== Exercise input ==

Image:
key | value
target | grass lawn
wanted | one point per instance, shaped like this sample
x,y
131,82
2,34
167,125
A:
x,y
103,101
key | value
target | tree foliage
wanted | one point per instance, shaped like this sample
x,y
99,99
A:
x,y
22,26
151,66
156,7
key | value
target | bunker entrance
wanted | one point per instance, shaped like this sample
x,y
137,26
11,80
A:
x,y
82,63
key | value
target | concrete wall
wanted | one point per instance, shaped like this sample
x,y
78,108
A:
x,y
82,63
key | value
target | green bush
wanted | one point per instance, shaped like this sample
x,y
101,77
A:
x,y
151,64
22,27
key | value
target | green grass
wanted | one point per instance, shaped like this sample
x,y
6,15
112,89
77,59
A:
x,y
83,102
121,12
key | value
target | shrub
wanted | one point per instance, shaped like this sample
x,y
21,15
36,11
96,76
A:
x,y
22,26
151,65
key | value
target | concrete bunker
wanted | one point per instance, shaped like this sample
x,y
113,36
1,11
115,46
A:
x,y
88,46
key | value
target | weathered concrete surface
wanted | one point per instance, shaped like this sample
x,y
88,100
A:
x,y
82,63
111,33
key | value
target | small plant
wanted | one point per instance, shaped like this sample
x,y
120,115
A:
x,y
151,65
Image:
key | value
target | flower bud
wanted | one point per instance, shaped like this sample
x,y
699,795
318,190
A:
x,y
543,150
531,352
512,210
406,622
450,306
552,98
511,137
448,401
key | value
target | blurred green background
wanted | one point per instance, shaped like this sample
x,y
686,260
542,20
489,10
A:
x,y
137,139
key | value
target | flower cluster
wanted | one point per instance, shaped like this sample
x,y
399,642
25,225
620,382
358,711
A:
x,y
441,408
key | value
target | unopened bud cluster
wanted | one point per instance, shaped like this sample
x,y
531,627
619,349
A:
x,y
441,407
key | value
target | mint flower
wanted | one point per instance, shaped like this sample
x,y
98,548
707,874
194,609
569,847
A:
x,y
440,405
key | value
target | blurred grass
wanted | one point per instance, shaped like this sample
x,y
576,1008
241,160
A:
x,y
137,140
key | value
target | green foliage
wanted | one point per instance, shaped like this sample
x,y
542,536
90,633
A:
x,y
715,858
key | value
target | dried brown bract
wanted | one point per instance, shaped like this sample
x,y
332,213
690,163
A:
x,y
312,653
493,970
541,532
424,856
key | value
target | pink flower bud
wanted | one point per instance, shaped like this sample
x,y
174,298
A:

===

= Task to carry out =
Every record above is to be copied out again exactly as written.

= Expected answer =
Image:
key | value
target | grass lawn
wanted | one point per instance, shaped like this sample
x,y
131,82
2,34
167,125
A:
x,y
103,101
key | value
target | tree foliage
wanted | one point per instance, shaped like this sample
x,y
99,99
A:
x,y
22,26
151,66
156,7
key | value
target | bunker entrance
wanted | one point per instance, shaped like this sample
x,y
137,26
11,80
A:
x,y
82,63
key | value
target | concrete wall
wanted | one point per instance, shaped like this sample
x,y
78,108
A:
x,y
82,63
key | value
target | green bush
wanted | one point per instance, shaped like this sample
x,y
101,77
A:
x,y
151,64
22,27
key | value
target | green grass
wanted | one point per instance, shaped like this sample
x,y
6,15
112,89
77,59
A:
x,y
83,102
121,12
key | value
target | shrub
wanted | one point per instance, shaped like this sample
x,y
21,15
36,11
96,76
A:
x,y
22,26
151,65
key | value
target | concrete bunker
wanted | one point per instance, shaped like this sample
x,y
113,36
1,11
115,46
A:
x,y
88,46
key | value
target | weathered concrete surface
wanted | one point per instance, shaped like this sample
x,y
88,100
A:
x,y
82,63
111,33
key | value
target | small plant
wanted | one point per instance, shaped like this sample
x,y
120,115
A:
x,y
151,65
Image:
key | value
target | flower bud
wanted | one point per instance, shaped like this sample
x,y
699,795
318,190
A:
x,y
543,150
531,352
512,210
406,622
450,306
552,98
511,137
448,401
key | value
target | blurred green background
wanted | one point per instance, shaped like this sample
x,y
686,260
542,20
489,10
A:
x,y
137,139
key | value
target | flower cluster
wanted | one point per instance, shaped like this sample
x,y
399,642
25,225
620,382
358,711
A:
x,y
441,408
key | value
target | unopened bud cluster
wanted | one point per instance, shaped like this sample
x,y
531,627
619,349
A:
x,y
441,407
key | value
target | mint flower
wanted | one point per instance, shaped like this sample
x,y
98,548
707,874
194,609
569,847
A:
x,y
440,405
key | value
target | blurred grass
wanted | one point per instance, shaped like this sample
x,y
576,1008
241,160
A:
x,y
137,140
key | value
target | green foliage
wanted | one point per instance, shaped like this sample
x,y
542,536
90,633
A:
x,y
715,858
key | value
target | dried brown bract
wanted | one point per instance, shaped like this sample
x,y
332,213
690,163
A:
x,y
312,653
493,970
541,532
424,856
key | value
target | pink flower bud
wanted | one point per instance, shaped like this sample
x,y
174,298
A:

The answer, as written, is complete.